▶ **Problem to work on**
When you return the data, keep each character exactly as it appears.

▶ **Data for this task**
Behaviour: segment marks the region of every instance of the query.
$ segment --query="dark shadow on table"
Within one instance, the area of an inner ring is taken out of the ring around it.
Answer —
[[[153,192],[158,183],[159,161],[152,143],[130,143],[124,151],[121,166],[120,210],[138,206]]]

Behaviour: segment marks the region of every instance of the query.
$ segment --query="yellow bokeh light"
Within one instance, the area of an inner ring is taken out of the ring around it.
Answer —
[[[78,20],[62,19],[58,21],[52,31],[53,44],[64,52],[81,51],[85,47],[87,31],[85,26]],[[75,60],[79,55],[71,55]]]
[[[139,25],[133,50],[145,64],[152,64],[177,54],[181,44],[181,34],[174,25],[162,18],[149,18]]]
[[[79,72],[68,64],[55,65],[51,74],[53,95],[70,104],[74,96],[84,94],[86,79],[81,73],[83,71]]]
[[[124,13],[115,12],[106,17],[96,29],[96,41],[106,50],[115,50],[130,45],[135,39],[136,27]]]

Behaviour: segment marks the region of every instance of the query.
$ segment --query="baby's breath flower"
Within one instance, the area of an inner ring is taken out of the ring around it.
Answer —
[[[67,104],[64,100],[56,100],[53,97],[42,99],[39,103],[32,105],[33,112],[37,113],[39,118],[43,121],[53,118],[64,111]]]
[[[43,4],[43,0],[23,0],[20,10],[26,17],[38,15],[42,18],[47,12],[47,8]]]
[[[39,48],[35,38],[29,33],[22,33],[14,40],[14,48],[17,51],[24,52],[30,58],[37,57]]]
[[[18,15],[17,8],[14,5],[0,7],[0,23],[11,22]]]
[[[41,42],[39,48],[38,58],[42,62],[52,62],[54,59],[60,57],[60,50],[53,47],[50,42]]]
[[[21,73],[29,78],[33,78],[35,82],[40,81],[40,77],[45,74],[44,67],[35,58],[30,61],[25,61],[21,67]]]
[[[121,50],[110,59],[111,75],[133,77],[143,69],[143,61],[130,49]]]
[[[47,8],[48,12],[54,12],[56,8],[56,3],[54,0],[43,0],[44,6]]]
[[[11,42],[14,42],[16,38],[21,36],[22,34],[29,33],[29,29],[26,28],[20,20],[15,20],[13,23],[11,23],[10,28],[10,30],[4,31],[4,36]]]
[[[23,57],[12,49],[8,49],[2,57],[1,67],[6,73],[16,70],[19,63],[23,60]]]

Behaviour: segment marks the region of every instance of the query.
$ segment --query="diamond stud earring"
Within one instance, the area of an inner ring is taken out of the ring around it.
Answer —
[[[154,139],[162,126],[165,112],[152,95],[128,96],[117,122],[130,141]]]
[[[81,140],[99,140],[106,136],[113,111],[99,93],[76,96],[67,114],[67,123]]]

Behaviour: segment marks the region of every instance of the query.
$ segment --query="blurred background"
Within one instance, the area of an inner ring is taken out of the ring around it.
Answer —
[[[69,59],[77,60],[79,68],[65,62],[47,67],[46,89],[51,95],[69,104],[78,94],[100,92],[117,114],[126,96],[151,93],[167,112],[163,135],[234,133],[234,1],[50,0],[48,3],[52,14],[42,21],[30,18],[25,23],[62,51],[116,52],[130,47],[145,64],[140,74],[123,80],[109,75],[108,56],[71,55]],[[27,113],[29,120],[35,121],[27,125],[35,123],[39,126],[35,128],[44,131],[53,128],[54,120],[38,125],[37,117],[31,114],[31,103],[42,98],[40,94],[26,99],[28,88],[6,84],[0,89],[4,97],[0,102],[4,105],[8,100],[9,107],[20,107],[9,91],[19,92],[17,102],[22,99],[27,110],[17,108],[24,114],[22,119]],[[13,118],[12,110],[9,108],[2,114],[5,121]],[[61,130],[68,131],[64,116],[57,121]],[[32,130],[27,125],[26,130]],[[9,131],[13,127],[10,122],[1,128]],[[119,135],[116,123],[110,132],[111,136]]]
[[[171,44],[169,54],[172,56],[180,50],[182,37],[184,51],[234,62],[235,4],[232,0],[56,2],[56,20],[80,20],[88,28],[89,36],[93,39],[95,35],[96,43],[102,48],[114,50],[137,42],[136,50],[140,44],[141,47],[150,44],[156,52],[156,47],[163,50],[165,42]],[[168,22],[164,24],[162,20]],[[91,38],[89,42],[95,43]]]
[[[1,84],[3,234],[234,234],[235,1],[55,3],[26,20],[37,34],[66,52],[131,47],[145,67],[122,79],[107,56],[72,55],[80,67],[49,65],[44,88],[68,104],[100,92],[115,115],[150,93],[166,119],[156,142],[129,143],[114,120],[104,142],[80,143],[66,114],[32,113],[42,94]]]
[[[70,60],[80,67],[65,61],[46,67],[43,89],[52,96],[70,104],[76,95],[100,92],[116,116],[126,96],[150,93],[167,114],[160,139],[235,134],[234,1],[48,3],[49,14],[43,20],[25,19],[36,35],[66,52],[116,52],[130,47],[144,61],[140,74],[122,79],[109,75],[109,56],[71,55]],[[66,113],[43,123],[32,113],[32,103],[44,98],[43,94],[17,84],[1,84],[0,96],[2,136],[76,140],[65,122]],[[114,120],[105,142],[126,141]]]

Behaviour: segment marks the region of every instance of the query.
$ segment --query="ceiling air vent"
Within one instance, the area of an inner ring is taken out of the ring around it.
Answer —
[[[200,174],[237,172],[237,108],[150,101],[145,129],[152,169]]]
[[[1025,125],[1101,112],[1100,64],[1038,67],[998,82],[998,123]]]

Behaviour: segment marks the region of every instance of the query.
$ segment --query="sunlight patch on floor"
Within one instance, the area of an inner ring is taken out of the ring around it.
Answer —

▶ **Solution to this problem**
Behaviour: segment marks the region of every instance of the query.
$ segment --query="dark shadow on table"
Within one instance, the area of an inner ring is taken out of the ring around it.
Answer —
[[[153,192],[158,183],[159,161],[152,143],[130,143],[124,151],[121,166],[120,210],[138,206]]]

Behaviour: segment marks the region of every instance of the query.
$ segment --query="yellow bokeh light"
Within one instance, the area of an inner ring is taken out of the ring around it.
Answer —
[[[78,20],[62,19],[58,21],[52,31],[53,44],[64,52],[81,51],[85,47],[87,31],[85,26]],[[75,60],[79,55],[71,55]]]
[[[139,25],[133,50],[145,64],[152,64],[177,54],[181,44],[181,34],[174,25],[162,18],[149,18]]]
[[[79,72],[68,64],[55,65],[51,74],[53,95],[70,104],[74,96],[84,94],[86,79],[81,73],[83,71]]]
[[[124,13],[115,12],[106,17],[96,29],[96,41],[106,50],[115,50],[130,45],[135,39],[136,27]]]

Behaviour: segment marks the region of every instance of the query.
$ segment --query="baby's breath flower"
Within one instance, the area of an inner ring is taken out of the ring around it.
Answer —
[[[67,104],[64,100],[56,100],[53,97],[42,99],[39,103],[32,105],[33,112],[37,113],[39,118],[43,121],[53,118],[64,111]]]
[[[43,4],[43,0],[23,0],[20,10],[26,17],[38,15],[42,18],[47,12],[47,8]]]
[[[39,48],[35,38],[29,33],[22,33],[14,40],[14,48],[17,51],[24,52],[30,58],[37,57]]]
[[[18,15],[17,8],[14,5],[0,7],[0,23],[11,22]]]
[[[41,42],[39,48],[38,58],[42,62],[52,62],[54,59],[60,57],[60,50],[53,47],[50,42]]]
[[[21,73],[29,78],[33,78],[35,82],[40,81],[40,77],[45,74],[44,67],[35,58],[30,61],[25,61],[21,67]]]
[[[121,50],[110,59],[111,75],[133,77],[143,69],[143,61],[130,49]]]
[[[47,8],[48,12],[54,12],[56,8],[56,3],[54,0],[43,0],[44,6]]]
[[[11,42],[14,42],[16,38],[21,36],[22,34],[29,33],[29,29],[26,28],[20,20],[15,20],[13,23],[11,23],[10,28],[10,30],[4,31],[4,36]]]
[[[23,57],[12,49],[8,49],[2,57],[1,67],[6,73],[16,70],[19,63],[23,60]]]

Behaviour: segment marks the region of every instance of the query.
$ segment --query="diamond stud earring"
Within one instance, the area of an inner ring is taken out of the ring around it.
Answer —
[[[154,139],[162,126],[165,112],[152,95],[128,96],[117,122],[130,141]]]
[[[81,140],[99,140],[106,136],[113,111],[99,93],[76,96],[67,114],[67,123]]]

Behaviour: segment marks the region of every instance of the query.
$ segment --query="blurred background"
Within one instance, the area of an inner ring is taken out of the ring around it.
Answer —
[[[69,59],[77,60],[79,68],[65,62],[47,67],[46,89],[51,95],[69,104],[78,94],[100,92],[117,114],[126,96],[151,93],[167,112],[163,135],[234,133],[234,1],[50,0],[48,3],[52,14],[42,21],[30,18],[25,23],[62,51],[116,52],[130,47],[145,64],[140,74],[123,80],[109,75],[108,56],[71,55]],[[27,113],[29,120],[35,121],[27,125],[35,123],[39,126],[35,128],[44,131],[53,128],[54,120],[38,125],[37,117],[31,114],[31,103],[42,98],[40,94],[26,99],[28,88],[6,84],[0,89],[4,97],[0,102],[4,105],[8,100],[9,107],[20,107],[9,91],[19,92],[17,102],[22,99],[27,110],[17,108],[24,114],[22,119]],[[13,118],[12,110],[9,108],[2,114],[5,121]],[[61,130],[68,131],[64,116],[57,121]],[[32,130],[27,125],[26,130]],[[9,131],[13,127],[10,122],[1,128]],[[119,135],[116,123],[110,132],[111,136]]]
[[[171,44],[169,54],[172,56],[180,50],[182,37],[184,51],[234,62],[235,4],[232,0],[56,2],[56,20],[80,20],[88,28],[89,36],[93,39],[95,35],[96,43],[102,48],[114,50],[137,42],[136,50],[140,44],[141,47],[150,44],[156,52],[156,47],[163,50],[165,42]],[[168,22],[164,24],[162,20]],[[91,38],[89,42],[95,43]]]
[[[1,84],[3,234],[234,234],[235,1],[55,3],[26,20],[37,34],[66,52],[131,47],[145,67],[122,79],[107,56],[72,55],[80,67],[49,65],[44,88],[68,104],[100,92],[115,115],[150,93],[166,119],[156,142],[129,143],[114,120],[104,142],[80,143],[66,114],[32,113],[42,94]]]
[[[70,60],[80,67],[65,61],[46,67],[43,89],[52,96],[70,104],[76,95],[100,92],[116,116],[126,96],[150,93],[167,114],[160,139],[235,134],[234,1],[48,3],[49,14],[43,20],[25,19],[36,35],[66,52],[116,52],[130,47],[144,61],[140,74],[122,79],[109,75],[109,56],[71,55]],[[66,113],[43,123],[32,113],[32,103],[44,98],[43,94],[17,84],[1,84],[0,96],[2,136],[76,140],[65,122]],[[114,120],[105,142],[126,141]]]

Behaviour: segment marks the region of every instance of the query.
$ segment --query="ceiling air vent"
Within one instance, the area of an inner ring is taken out of the ring around it.
Answer —
[[[200,174],[237,172],[237,108],[150,101],[145,129],[152,169]]]
[[[1025,125],[1101,112],[1100,64],[1038,67],[998,82],[998,123]]]

Behaviour: segment marks the region of every instance of the query.
$ segment --query="sunlight patch on floor"
Within one instance, the area of an inner ring is taken out of the ring around it.
Answer —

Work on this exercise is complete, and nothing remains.